Data extracts:
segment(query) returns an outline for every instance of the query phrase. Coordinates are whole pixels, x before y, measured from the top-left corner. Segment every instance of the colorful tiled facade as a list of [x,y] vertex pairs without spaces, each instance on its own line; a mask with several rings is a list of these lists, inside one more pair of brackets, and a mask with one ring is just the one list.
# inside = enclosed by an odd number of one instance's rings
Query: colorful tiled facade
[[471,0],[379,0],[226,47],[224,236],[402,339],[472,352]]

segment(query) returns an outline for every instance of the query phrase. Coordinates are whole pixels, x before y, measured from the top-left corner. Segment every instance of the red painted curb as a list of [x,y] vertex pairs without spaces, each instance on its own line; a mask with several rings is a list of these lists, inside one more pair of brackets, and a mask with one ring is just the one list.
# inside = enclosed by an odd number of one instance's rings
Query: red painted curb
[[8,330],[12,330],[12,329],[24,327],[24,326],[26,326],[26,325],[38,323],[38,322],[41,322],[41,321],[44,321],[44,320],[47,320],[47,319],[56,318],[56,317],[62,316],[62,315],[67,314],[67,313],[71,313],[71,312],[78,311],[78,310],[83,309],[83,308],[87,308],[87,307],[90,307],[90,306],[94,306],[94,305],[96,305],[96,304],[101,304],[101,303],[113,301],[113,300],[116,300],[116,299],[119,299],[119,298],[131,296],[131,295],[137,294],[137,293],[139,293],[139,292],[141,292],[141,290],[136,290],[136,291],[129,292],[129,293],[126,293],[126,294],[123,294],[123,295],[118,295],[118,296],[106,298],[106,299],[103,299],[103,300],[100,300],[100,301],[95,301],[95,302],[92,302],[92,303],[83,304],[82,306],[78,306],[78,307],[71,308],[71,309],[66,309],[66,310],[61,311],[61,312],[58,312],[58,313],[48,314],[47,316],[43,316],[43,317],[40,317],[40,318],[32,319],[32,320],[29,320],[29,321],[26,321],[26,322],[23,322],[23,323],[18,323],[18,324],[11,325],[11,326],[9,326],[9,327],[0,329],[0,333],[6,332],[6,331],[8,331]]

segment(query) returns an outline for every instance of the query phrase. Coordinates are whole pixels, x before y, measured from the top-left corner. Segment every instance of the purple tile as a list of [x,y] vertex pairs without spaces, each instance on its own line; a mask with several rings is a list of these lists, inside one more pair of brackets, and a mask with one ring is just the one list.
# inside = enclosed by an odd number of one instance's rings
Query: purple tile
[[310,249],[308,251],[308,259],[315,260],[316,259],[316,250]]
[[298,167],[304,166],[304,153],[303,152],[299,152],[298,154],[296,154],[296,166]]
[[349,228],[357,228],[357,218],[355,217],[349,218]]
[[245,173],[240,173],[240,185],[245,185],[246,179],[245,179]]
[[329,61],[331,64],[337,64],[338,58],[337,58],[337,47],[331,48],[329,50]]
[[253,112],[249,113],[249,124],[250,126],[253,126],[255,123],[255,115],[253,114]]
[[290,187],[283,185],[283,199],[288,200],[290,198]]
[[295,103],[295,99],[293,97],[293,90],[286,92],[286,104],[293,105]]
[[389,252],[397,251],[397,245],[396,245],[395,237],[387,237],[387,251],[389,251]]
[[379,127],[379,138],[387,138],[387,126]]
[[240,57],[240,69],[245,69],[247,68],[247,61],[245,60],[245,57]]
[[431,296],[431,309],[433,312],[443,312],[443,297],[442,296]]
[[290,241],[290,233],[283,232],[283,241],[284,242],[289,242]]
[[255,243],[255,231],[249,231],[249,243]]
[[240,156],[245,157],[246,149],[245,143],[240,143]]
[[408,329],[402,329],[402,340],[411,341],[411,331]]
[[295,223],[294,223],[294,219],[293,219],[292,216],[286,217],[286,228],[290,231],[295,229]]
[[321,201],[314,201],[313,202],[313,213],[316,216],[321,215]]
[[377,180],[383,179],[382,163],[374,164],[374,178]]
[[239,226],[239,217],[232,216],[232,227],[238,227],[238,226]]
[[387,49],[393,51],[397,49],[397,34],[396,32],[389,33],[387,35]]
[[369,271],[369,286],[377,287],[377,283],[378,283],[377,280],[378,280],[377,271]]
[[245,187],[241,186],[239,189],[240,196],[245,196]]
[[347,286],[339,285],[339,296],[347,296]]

Your goal: Output the full listing exactly, please.

Response to this exercise:
segment(query) returns an outline for every instance of the query phrase. Coordinates are whole pixels, x before y, measured from the top-left corner. Segment every instance of the colorful tiled facade as a list of [x,y] vertex pairs without spaces, each instance on its own line; a mask with several rings is a list of these lists, inside one more pair of brackets, and a mask with one ring is just the one list.
# inside = enclosed by an odd number of one instance's rings
Query: colorful tiled facade
[[471,0],[379,0],[226,47],[224,236],[402,339],[472,352]]

segment(query) returns an outline for every instance of the query phrase. Coordinates are whole pixels, x before y, measured from the top-left corner. Segment every instance of the red painted curb as a list of [x,y] vertex pairs without spaces, each instance on its own line; a mask with several rings is a list of these lists, inside one more pair of brackets, and a mask with one ring is just the one list.
# inside = enclosed by an odd number of one instance's rings
Query: red painted curb
[[8,330],[12,330],[12,329],[24,327],[24,326],[26,326],[26,325],[38,323],[38,322],[41,322],[41,321],[44,321],[44,320],[47,320],[47,319],[56,318],[56,317],[62,316],[62,315],[67,314],[67,313],[71,313],[71,312],[78,311],[78,310],[83,309],[83,308],[87,308],[87,307],[90,307],[90,306],[94,306],[94,305],[96,305],[96,304],[101,304],[101,303],[113,301],[113,300],[116,300],[116,299],[119,299],[119,298],[131,296],[131,295],[137,294],[137,293],[139,293],[139,292],[141,292],[141,290],[136,290],[136,291],[129,292],[129,293],[126,293],[126,294],[123,294],[123,295],[118,295],[118,296],[106,298],[106,299],[103,299],[103,300],[100,300],[100,301],[95,301],[95,302],[92,302],[92,303],[83,304],[82,306],[78,306],[78,307],[71,308],[71,309],[66,309],[66,310],[61,311],[61,312],[58,312],[58,313],[48,314],[47,316],[43,316],[43,317],[40,317],[40,318],[32,319],[32,320],[29,320],[29,321],[26,321],[26,322],[23,322],[23,323],[18,323],[18,324],[11,325],[11,326],[9,326],[9,327],[0,329],[0,333],[6,332],[6,331],[8,331]]

segment(query) returns an outline for every instance of the query phrase. Coordinates are whole pixels, x before y, measured from the top-left corner. Segment every instance of the purple tile as a list of [x,y] vertex pairs without spaces, each instance on its own line; a mask with several rings is a list of these lists, inside one more pair of brackets, and a mask with one ring is just the one list.
# inside = enclosed by an odd number of one instance's rings
Query: purple tile
[[310,249],[308,251],[308,259],[315,260],[316,259],[316,250]]
[[298,167],[304,166],[304,153],[303,152],[299,152],[298,154],[296,154],[296,166]]
[[349,228],[357,228],[357,218],[355,217],[349,218]]
[[245,173],[240,173],[240,185],[245,185],[246,179],[245,179]]
[[329,61],[331,64],[337,64],[338,58],[337,58],[337,47],[331,48],[329,50]]
[[253,112],[249,113],[249,124],[250,126],[253,126],[255,123],[255,115],[253,114]]
[[290,187],[283,185],[283,199],[288,200],[290,198]]
[[295,103],[295,99],[293,97],[293,90],[286,92],[286,104],[293,105]]
[[389,252],[397,251],[397,245],[396,245],[395,237],[387,237],[387,251],[389,251]]
[[379,127],[379,138],[387,138],[387,126]]
[[240,57],[240,69],[245,69],[247,68],[247,61],[245,60],[245,57]]
[[431,296],[431,309],[433,312],[443,312],[443,297],[442,296]]
[[290,241],[290,233],[283,232],[283,241],[284,242],[289,242]]
[[255,243],[255,231],[249,231],[249,243]]
[[240,156],[245,157],[246,149],[245,143],[240,143]]
[[408,329],[402,329],[402,340],[411,341],[411,331]]
[[295,223],[294,223],[294,219],[293,219],[292,216],[286,217],[286,228],[290,231],[295,229]]
[[321,201],[314,201],[313,202],[313,213],[316,216],[321,215]]
[[377,180],[383,179],[382,163],[374,164],[374,178]]
[[239,226],[239,217],[232,216],[232,227],[238,227],[238,226]]
[[387,49],[393,51],[397,49],[397,34],[396,32],[389,33],[387,35]]
[[369,271],[369,286],[377,287],[377,283],[378,283],[377,280],[378,280],[377,271]]
[[245,187],[241,186],[239,189],[240,196],[245,196]]
[[347,286],[339,285],[339,296],[347,296]]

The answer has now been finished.